*INSTRUCTION*.
Render the records from the line containing "output [[178, 174]]." through the line containing "[[148, 46], [393, 93]]", inclusive, as a numbered list with one line per item and no blank lines.

*RECORD EXTRACTS*.

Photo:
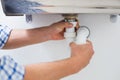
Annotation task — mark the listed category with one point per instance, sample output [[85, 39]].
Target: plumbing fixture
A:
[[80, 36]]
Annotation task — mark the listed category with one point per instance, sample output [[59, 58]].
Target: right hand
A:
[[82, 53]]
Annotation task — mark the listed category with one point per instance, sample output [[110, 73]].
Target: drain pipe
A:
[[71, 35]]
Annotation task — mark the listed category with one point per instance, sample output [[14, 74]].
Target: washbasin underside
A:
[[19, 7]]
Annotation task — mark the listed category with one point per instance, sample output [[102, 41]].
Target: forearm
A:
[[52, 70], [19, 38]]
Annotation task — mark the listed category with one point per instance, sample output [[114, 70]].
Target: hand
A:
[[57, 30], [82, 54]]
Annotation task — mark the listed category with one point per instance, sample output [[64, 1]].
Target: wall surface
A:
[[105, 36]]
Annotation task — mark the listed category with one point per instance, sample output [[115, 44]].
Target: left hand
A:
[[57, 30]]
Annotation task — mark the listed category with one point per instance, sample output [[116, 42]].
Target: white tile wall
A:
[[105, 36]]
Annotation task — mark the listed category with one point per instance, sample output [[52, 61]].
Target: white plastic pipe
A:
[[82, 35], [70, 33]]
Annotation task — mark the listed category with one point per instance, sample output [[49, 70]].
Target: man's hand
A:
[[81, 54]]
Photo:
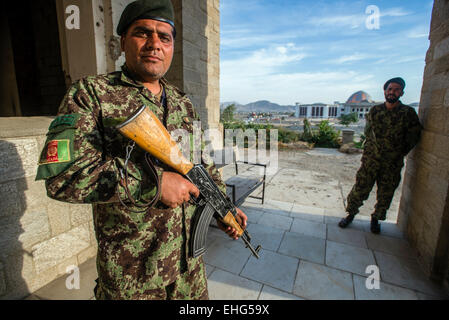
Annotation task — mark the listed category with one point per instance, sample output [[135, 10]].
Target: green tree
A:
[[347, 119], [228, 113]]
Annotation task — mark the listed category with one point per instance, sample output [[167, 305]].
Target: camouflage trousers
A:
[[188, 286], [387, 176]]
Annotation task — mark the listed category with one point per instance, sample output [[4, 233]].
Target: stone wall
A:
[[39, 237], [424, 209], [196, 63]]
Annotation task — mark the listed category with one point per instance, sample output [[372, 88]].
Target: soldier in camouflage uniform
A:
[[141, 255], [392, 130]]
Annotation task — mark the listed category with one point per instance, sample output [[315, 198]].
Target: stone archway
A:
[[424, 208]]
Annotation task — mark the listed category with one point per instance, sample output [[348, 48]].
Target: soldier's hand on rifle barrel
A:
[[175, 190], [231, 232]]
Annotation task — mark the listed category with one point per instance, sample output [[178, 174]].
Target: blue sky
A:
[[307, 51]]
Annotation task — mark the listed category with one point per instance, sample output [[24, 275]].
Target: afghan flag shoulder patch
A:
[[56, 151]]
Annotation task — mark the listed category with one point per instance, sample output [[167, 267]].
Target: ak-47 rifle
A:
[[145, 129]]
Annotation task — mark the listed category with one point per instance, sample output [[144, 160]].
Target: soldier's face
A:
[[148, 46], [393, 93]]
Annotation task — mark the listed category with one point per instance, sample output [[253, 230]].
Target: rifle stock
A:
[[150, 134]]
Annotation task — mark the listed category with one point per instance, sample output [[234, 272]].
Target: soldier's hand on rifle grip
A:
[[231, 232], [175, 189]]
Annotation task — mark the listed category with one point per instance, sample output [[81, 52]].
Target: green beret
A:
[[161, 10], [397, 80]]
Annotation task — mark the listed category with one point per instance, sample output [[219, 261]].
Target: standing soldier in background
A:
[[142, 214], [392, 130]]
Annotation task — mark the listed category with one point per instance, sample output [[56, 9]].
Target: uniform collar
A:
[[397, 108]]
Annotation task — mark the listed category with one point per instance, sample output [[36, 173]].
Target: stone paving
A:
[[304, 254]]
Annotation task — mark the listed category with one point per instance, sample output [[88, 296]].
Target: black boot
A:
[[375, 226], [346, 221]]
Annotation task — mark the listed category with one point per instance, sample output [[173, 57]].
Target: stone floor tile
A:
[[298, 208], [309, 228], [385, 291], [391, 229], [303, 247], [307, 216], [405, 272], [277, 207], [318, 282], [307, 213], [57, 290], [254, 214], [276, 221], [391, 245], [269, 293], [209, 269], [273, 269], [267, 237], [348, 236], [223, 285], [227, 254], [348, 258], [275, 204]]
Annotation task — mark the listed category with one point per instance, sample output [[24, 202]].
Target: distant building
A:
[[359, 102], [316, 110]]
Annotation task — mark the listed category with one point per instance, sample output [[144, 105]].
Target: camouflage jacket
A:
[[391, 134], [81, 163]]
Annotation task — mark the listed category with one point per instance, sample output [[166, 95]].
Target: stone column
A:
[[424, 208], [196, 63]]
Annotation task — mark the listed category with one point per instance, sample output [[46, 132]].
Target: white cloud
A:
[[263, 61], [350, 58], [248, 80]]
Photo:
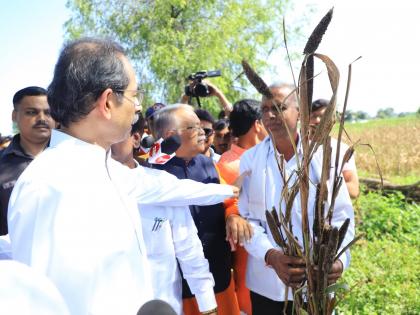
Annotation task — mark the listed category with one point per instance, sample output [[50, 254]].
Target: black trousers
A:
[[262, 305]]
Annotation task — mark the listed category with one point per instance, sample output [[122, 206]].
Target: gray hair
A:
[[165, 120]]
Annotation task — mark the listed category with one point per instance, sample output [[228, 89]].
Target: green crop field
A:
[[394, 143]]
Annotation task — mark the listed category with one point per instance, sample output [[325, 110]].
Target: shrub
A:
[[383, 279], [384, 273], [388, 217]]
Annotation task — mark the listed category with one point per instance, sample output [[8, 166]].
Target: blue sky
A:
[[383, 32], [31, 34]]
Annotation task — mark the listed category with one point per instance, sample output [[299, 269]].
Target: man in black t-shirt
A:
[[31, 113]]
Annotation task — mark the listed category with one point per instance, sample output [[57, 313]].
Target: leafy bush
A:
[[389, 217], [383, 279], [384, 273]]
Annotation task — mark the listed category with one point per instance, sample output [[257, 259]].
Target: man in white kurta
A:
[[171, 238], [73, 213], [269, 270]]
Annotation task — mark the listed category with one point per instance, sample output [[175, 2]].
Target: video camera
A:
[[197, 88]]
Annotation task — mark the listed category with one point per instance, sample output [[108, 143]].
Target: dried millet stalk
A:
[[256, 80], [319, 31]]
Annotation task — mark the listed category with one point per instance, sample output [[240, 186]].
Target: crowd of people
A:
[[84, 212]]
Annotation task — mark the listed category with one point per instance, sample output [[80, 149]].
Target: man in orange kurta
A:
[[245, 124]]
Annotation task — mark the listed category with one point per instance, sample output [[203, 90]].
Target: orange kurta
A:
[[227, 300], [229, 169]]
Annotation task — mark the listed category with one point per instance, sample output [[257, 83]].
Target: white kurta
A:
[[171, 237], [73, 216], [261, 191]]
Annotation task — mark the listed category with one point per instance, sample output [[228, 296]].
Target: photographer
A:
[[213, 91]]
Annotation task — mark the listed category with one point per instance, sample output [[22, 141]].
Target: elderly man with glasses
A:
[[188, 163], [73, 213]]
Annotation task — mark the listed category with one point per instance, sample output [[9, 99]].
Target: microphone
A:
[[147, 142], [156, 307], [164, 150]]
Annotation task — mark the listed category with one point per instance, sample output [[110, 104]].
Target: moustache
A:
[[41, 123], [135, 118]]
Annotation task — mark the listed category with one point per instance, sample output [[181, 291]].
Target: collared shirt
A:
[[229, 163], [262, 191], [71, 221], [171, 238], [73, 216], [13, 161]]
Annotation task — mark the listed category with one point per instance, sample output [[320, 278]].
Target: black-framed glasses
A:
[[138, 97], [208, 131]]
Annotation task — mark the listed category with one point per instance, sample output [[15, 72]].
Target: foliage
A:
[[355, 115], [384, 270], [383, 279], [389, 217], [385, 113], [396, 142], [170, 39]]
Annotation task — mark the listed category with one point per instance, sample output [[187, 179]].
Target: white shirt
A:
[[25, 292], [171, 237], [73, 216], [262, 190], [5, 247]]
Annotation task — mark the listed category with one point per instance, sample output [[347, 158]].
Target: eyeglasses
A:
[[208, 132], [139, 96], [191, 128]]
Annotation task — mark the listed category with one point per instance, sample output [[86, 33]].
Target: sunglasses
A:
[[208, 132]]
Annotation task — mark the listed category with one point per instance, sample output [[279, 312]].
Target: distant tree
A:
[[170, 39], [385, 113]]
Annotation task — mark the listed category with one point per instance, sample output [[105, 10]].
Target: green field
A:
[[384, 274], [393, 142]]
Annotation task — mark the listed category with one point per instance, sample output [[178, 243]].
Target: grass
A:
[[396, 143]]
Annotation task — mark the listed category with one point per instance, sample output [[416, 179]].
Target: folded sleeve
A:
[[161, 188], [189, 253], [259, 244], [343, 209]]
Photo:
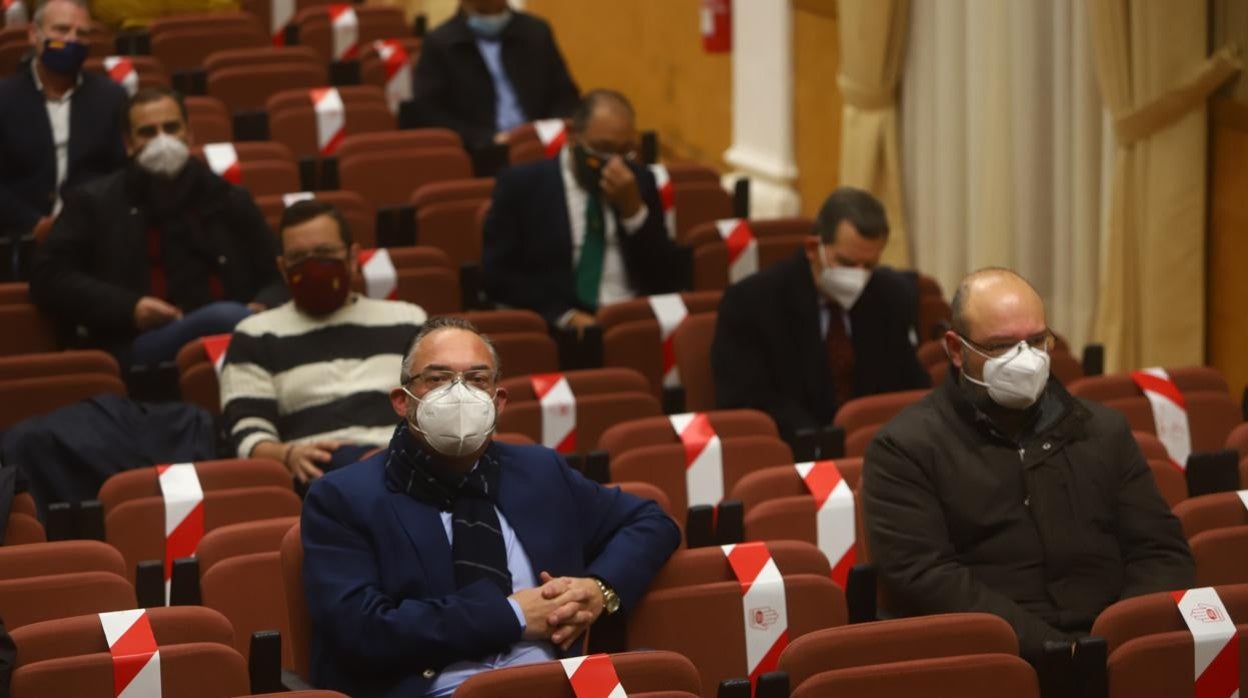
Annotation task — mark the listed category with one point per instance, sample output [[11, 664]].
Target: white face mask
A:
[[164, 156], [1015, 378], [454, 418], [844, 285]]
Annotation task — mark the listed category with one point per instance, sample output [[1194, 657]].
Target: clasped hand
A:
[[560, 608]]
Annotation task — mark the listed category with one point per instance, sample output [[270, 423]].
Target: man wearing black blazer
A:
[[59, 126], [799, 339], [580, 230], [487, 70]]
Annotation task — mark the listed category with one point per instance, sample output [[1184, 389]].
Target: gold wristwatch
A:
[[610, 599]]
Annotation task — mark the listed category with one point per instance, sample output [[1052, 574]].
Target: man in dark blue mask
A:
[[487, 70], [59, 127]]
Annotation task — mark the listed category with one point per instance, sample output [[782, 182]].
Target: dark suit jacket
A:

*EXPECTED OUTPUT*.
1. Annotation task — mark the listed category with one point per instance, sample output [[178, 174]].
2. Target: blue sky
3. A:
4. [[307, 51]]
5. Annotation task — mark the listed category with one point per instance, sample output [[24, 275]].
6. Target: afghan flag shoulder patch
7. A:
8. [[56, 151]]
9. Annotation task — mark the listed category with one point per instance, sample output [[167, 267]].
10. Target: ak-47 rifle
11. A:
12. [[145, 129]]
13. Annotation task — mark the listed category with one point per instance, sample output [[144, 160]].
14. Target: soldier's face
15. A:
16. [[148, 46], [393, 93]]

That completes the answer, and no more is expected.